# TASK GOAL
Everything from the line that contains "Note: indicate every instance of the cleared" through the last line of the listing must be copied exactly, with both of those lines included and no others.

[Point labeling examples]
===============

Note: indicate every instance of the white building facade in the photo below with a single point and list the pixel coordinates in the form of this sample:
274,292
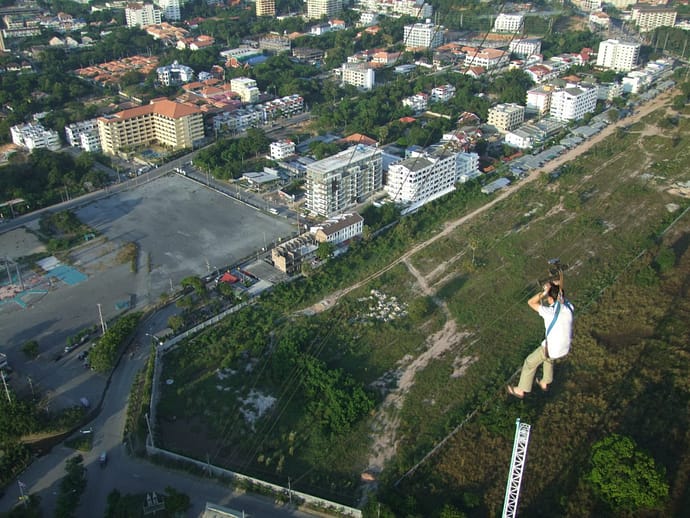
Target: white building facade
246,88
424,177
511,23
174,74
34,136
360,75
343,180
84,135
140,15
423,35
506,116
282,149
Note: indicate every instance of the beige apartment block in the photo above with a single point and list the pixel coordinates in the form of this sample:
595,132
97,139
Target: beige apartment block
168,123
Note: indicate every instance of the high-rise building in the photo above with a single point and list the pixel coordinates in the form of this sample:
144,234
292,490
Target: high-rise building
650,17
341,181
618,55
35,136
509,23
169,123
141,15
318,8
506,116
171,9
424,177
423,35
246,88
265,7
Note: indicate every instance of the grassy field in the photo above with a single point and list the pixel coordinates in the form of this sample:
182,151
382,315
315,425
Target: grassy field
599,215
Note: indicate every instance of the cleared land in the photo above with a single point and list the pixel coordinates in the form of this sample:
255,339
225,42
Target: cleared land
180,229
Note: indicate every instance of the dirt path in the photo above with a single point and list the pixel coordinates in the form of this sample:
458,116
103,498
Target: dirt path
387,418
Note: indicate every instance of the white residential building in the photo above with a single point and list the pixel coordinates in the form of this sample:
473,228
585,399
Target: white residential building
417,102
618,55
343,180
573,102
636,81
318,8
509,23
34,136
84,135
488,58
140,15
246,88
361,75
171,9
525,47
416,8
174,74
442,94
507,116
427,176
650,17
339,229
423,36
282,149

===============

# CORRECT OUTPUT
Note: indicate every instance of the cleared land in the photo above with a single point and list the pixel coordinates in the form of this sample:
255,339
225,42
Target: cleared land
180,229
Note: indicate every instance of the dirt path in the photo above with a single point and list the pixel coordinates in the form of this sample:
458,116
103,498
Target: dirt path
387,418
Note: indicate every instance of the white residential building in the photo above with a single point and list the pixel coordinates in the form of this sample:
473,228
585,399
Target: white residential building
417,102
618,55
343,180
573,102
636,81
318,8
509,23
34,136
84,135
488,58
140,15
246,88
361,75
171,9
525,47
416,8
174,74
442,94
507,116
427,176
650,17
339,229
423,36
282,149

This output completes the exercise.